Extract to read:
_ _ _ _ _ _ _

Women account for nearly half of all heart attack deaths. Heart disease is the number one killer of both women and men. Many female heart attack patients, present with non-specific symptoms or have normal EKG readings, make life-saving diagnosis and treatment problematic. Any test, or procedure that helps women get fast accurate treatment for heart attack is a very good thing. — HSCB
A SIMPLE saliva test may one day be used in ambulances, restaurants, convenience stores and elsewhere in the community to quickly tell if a person is having a heart attack.
“Proteins found in the saliva have the ability to rapidly classify potential heart attacks,” said John McDevitt, a biochemist at the University of Texas at Austin.
Dr McDevitt and colleagues developed a nano-bio-chip sensor that is biochemically programmed to detect sets of proteins in saliva capable of determining whether or not a person is having a heart attack or is at high risk of having a heart attack in the near future.
With the saliva heart attack diagnostic test, a person spits into a tube and the saliva is then transferred to credit card-sized lab card that holds the nano-bio-chip containing a standard battery of cardiac biomarkers.
The loaded card is inserted like an ATM card into an analyser that determines the patient’s heart status in as little as 15 minutes.

_ _ _ _ _ _ _

Recorded information:

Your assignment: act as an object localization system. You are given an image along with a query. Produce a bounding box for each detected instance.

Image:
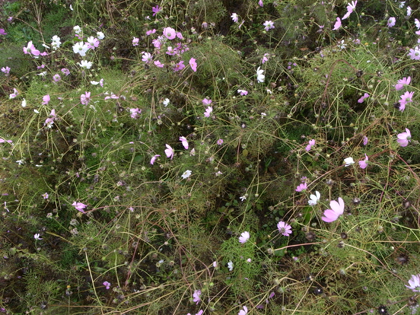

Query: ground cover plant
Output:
[0,0,420,315]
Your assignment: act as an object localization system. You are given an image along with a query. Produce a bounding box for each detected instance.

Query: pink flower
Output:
[386,17,397,27]
[130,108,141,119]
[80,92,90,105]
[333,18,341,31]
[189,58,197,72]
[406,274,420,292]
[172,60,185,72]
[296,183,308,192]
[277,221,292,236]
[395,77,411,91]
[152,5,162,16]
[322,197,344,222]
[202,97,212,105]
[165,144,174,160]
[342,1,357,20]
[193,290,201,304]
[146,29,156,36]
[163,27,176,40]
[398,91,414,112]
[72,201,87,213]
[363,136,369,145]
[204,106,213,117]
[61,68,70,76]
[150,154,160,165]
[42,94,50,105]
[179,137,188,150]
[305,139,315,152]
[239,231,249,244]
[397,128,411,147]
[153,60,165,68]
[359,153,369,169]
[263,21,274,32]
[357,93,370,103]
[238,306,248,315]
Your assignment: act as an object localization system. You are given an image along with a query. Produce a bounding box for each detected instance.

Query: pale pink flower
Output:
[230,13,239,23]
[322,197,344,222]
[239,231,249,244]
[130,108,141,119]
[150,154,160,165]
[296,183,308,192]
[305,139,315,152]
[42,94,50,105]
[204,106,213,117]
[172,60,185,72]
[202,97,212,105]
[153,60,165,68]
[333,18,341,31]
[193,290,201,304]
[397,128,411,147]
[80,92,90,105]
[395,77,411,91]
[277,221,292,236]
[386,17,397,27]
[263,21,274,32]
[189,58,197,72]
[363,136,369,145]
[359,153,369,169]
[163,27,176,40]
[179,137,188,150]
[357,93,370,103]
[165,144,175,160]
[72,201,87,213]
[238,306,248,315]
[406,274,420,293]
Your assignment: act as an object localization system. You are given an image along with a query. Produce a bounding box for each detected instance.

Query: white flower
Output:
[228,260,233,271]
[73,25,82,34]
[181,170,192,179]
[77,60,92,69]
[257,67,265,83]
[308,191,321,206]
[344,157,354,167]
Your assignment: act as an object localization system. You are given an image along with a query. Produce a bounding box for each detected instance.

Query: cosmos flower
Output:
[165,144,175,160]
[239,231,249,244]
[295,183,308,192]
[397,128,411,147]
[277,221,292,236]
[359,153,369,169]
[406,274,420,293]
[344,157,354,167]
[322,197,344,222]
[308,191,321,206]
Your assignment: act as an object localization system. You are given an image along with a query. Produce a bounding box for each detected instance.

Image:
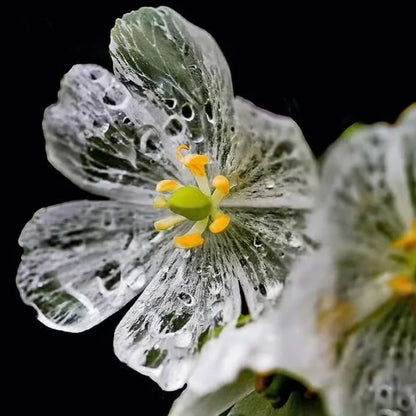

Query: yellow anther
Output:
[388,274,416,297]
[154,215,186,231]
[212,175,230,196]
[156,179,182,192]
[209,214,231,234]
[176,144,209,177]
[393,221,416,251]
[153,195,168,209]
[176,144,189,164]
[175,233,205,248]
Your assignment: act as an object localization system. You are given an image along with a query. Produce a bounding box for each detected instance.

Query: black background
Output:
[4,0,416,416]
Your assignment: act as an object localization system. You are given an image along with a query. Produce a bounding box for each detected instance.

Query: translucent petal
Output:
[110,7,233,171]
[43,65,189,205]
[114,232,241,390]
[169,371,255,416]
[326,301,416,416]
[314,114,416,249]
[222,98,317,209]
[17,201,176,332]
[228,207,314,317]
[310,112,416,310]
[401,104,416,214]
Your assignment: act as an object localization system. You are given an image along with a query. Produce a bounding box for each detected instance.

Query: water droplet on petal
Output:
[125,267,146,292]
[253,235,262,248]
[178,292,195,306]
[265,180,274,189]
[175,331,192,348]
[191,136,205,144]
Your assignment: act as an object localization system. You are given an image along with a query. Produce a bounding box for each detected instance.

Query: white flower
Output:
[17,7,317,390]
[172,106,416,416]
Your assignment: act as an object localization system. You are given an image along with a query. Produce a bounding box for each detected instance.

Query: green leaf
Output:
[169,371,256,416]
[228,392,326,416]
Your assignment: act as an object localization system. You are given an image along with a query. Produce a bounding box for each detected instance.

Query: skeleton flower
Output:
[17,7,316,390]
[172,105,416,416]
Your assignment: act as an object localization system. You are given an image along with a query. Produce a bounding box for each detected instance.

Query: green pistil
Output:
[168,186,212,221]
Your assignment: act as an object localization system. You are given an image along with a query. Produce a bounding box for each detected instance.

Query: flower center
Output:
[153,145,231,248]
[389,221,416,297]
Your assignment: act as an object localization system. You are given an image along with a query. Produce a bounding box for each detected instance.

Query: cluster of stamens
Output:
[389,221,416,297]
[153,145,231,249]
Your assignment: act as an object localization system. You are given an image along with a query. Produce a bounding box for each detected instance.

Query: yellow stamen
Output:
[209,214,231,234]
[154,215,186,231]
[388,274,416,297]
[212,175,230,197]
[176,144,209,177]
[156,179,182,192]
[393,221,416,251]
[175,233,205,248]
[153,195,168,209]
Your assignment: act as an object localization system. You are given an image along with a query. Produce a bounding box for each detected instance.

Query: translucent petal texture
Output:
[228,207,314,318]
[17,201,177,332]
[179,108,416,416]
[110,7,233,174]
[114,232,241,390]
[169,371,254,416]
[114,208,312,390]
[315,115,416,247]
[326,301,416,416]
[43,65,189,205]
[311,114,416,306]
[223,98,317,208]
[188,252,333,397]
[400,104,416,218]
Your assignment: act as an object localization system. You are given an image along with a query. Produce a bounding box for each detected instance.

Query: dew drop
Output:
[90,69,103,81]
[103,85,127,106]
[253,235,263,248]
[191,136,205,144]
[125,267,146,292]
[165,118,183,136]
[205,101,214,122]
[259,283,267,296]
[265,180,275,189]
[182,103,194,121]
[178,292,195,306]
[165,98,176,109]
[175,331,192,348]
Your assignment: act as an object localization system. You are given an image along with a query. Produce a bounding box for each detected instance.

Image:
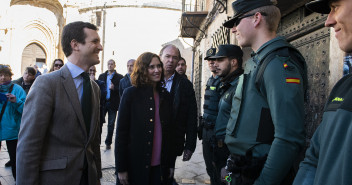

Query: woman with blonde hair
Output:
[115,52,173,185]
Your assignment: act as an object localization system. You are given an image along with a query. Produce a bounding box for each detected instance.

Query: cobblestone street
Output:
[0,118,210,185]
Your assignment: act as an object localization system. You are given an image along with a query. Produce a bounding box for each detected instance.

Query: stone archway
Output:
[21,43,47,74]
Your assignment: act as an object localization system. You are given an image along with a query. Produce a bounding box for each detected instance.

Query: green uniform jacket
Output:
[294,75,352,185]
[215,77,238,139]
[225,37,306,185]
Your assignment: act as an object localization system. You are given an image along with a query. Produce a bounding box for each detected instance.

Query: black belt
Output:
[203,120,215,130]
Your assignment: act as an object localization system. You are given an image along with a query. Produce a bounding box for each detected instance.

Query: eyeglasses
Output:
[234,12,267,26]
[148,64,162,70]
[54,64,64,67]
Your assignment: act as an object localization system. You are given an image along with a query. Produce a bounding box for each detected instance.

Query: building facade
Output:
[0,0,186,78]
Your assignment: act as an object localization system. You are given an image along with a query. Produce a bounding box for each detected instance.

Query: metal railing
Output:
[182,0,206,12]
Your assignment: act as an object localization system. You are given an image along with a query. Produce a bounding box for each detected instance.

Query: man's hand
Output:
[117,172,129,185]
[169,168,175,178]
[182,150,193,161]
[6,93,17,103]
[220,167,229,183]
[109,82,115,90]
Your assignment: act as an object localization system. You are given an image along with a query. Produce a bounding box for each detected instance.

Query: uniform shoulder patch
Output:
[286,78,301,84]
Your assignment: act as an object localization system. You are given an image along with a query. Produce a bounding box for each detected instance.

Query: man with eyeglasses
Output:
[13,67,37,94]
[119,59,136,98]
[224,0,307,185]
[98,59,123,150]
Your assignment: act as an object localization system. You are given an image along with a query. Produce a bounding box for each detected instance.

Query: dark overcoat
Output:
[170,72,197,158]
[115,86,173,185]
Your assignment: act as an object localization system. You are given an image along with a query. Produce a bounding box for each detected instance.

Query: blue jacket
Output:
[0,83,26,141]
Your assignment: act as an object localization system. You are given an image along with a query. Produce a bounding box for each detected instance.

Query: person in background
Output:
[13,67,37,94]
[98,59,123,150]
[49,58,64,73]
[176,57,187,78]
[198,48,221,185]
[115,52,173,185]
[119,59,136,98]
[33,65,42,78]
[0,64,26,180]
[159,44,197,184]
[210,44,243,185]
[293,0,352,185]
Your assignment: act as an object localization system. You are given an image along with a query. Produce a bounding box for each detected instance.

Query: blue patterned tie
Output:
[81,72,92,135]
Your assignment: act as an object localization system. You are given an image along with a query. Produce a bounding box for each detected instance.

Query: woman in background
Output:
[115,52,173,185]
[0,64,26,180]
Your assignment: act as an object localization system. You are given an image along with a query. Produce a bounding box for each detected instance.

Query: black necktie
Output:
[81,72,92,135]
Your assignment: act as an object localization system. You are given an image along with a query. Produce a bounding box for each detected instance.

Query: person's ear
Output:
[70,39,79,51]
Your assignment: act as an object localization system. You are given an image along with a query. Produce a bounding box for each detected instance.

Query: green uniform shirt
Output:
[293,75,352,185]
[225,37,305,185]
[215,77,238,139]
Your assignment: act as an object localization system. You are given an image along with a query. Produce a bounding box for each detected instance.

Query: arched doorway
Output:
[21,43,47,74]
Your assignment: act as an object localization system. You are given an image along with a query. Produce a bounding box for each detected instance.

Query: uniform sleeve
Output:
[16,76,55,185]
[115,89,133,172]
[255,57,305,185]
[293,125,322,185]
[185,80,197,152]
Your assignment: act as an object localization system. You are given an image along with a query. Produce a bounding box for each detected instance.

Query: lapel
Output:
[60,65,87,137]
[87,83,100,144]
[170,72,181,118]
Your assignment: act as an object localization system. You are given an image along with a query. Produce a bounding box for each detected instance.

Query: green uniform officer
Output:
[224,0,306,185]
[294,0,352,185]
[198,48,220,185]
[210,44,243,184]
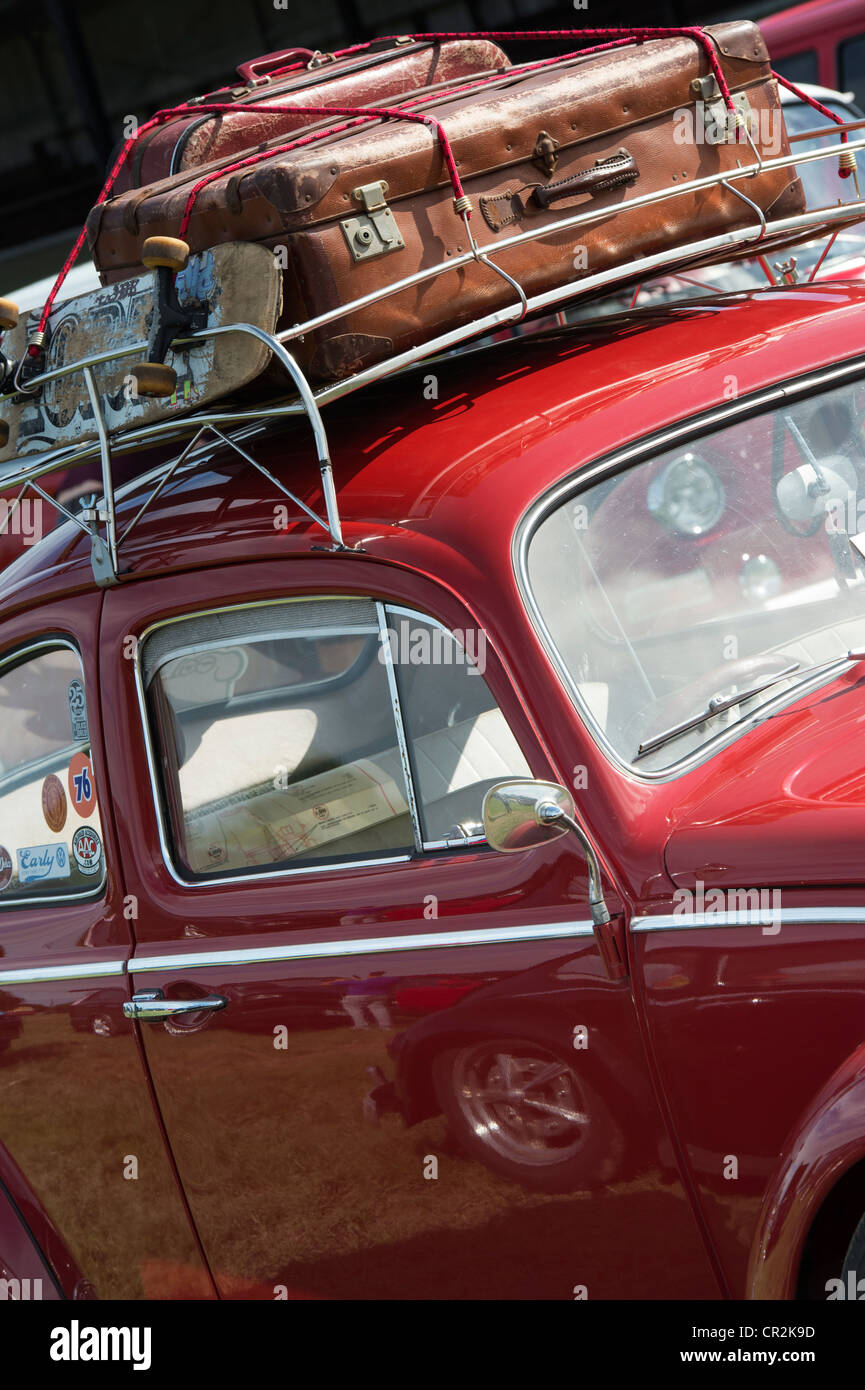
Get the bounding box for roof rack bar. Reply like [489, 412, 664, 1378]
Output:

_ _ _ _ _ _ _

Requirement 1:
In the saliva heart attack test passage, how long can the analyzer take to determine a patient's heart status?
Requirement 2:
Carry on writing the saliva heart attack test passage, starting after its last sentence.
The items come from a source separate from the saliva heart attack test passage.

Task output 1:
As little as 15 minutes.

Task output 2:
In a study involving 56 people who had a heart attack and 59 healthy “controls” who did not, “we found that our test could distinguish between heart attack patients and controls with about the same diagnostic accuracy” as that of standard blood tests, Dr McDevitt said.
Many heart attack patients, especially women, had non-specific symptoms or had normal EKG readings, making timely diagnosis difficult, he said.
“In our small trial, we had about one third of the patients with these…silent heart attacks on EKG.” These patients need to go the emergency department and have their blood drawn and tested for enzymes that are indicative of a heart attack, “which could take an hour to an hour and a half.”
The saliva test could be used in conjunction with the EKG and “aid in rapidly diagnosing heart attacks that are silent on EKG,” Dr McDevitt said.
Larger and more refined studies were planned.